------ EXCERPTED RECORDS

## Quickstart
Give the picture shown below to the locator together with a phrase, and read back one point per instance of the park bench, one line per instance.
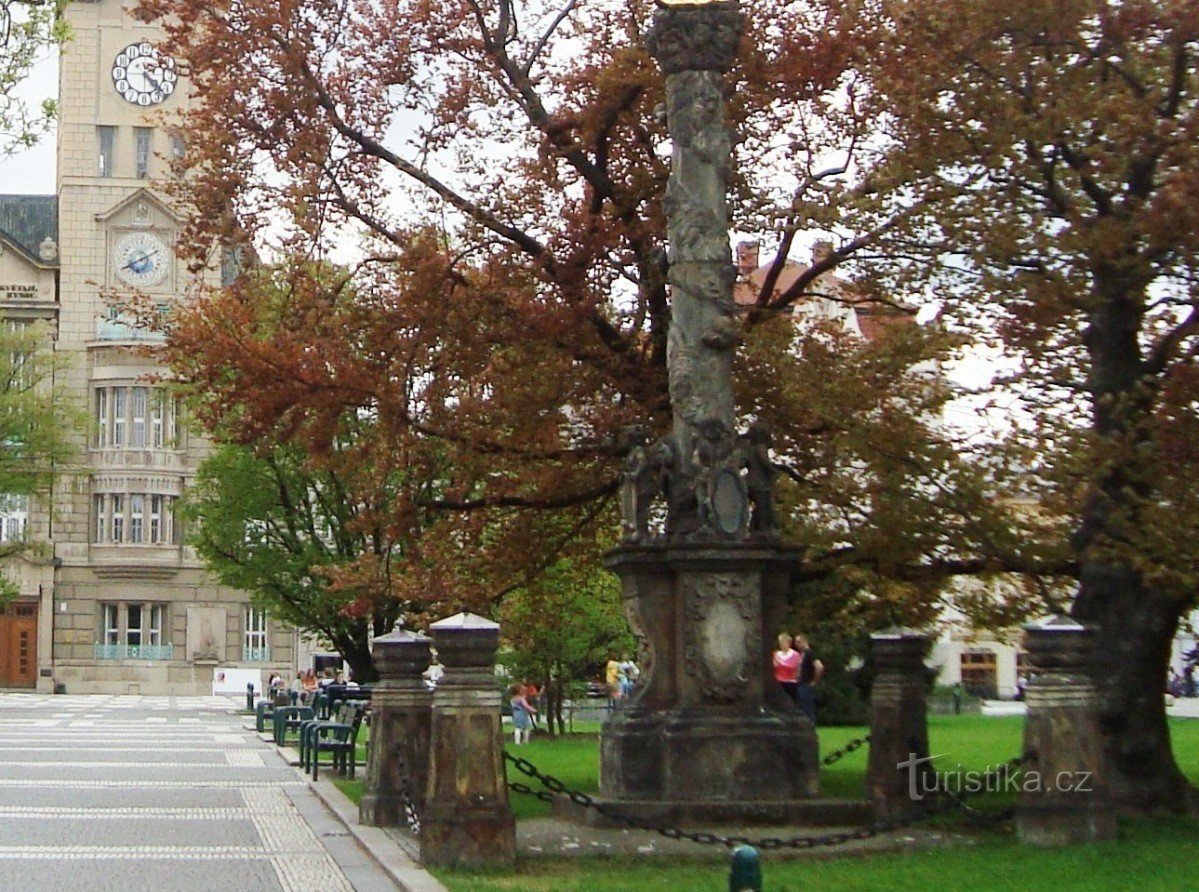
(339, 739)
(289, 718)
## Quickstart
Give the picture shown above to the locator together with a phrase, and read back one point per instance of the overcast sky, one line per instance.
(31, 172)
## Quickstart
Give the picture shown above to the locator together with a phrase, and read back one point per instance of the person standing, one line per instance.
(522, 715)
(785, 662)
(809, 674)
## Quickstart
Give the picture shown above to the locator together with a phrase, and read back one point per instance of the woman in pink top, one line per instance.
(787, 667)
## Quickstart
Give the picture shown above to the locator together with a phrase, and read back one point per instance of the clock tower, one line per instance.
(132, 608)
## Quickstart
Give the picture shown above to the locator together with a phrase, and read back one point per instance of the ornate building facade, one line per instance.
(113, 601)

------------

#### TASK DIRECTIONS
Identify every line in the data above that contains the word "picture", and copy each such line in full. Treat case as significant.

#### REPLY TO THE TASK
Give the picture shown below to the locator together with a phrase, and read back one point per instance of the park bench, one line per instance.
Give the picture shown above to the locator together with a phrase, and read back one point per instance of the overcast sky, one line per instance.
Give the picture shown above to the locator together with a phrase, and read back one point per instance of the person standing, one line per instance.
Give the picture shown above to the locator together with a phrase, and read back one point per instance of the woman in pink top, one line per instance.
Give the picture shown above to the locator together with a phrase, and read back one point per instance of the clock tower, one line per instance.
Give the picture shown above to the locator together with a phrase, and read back one point per instance of the ornate building facade, one line per instance.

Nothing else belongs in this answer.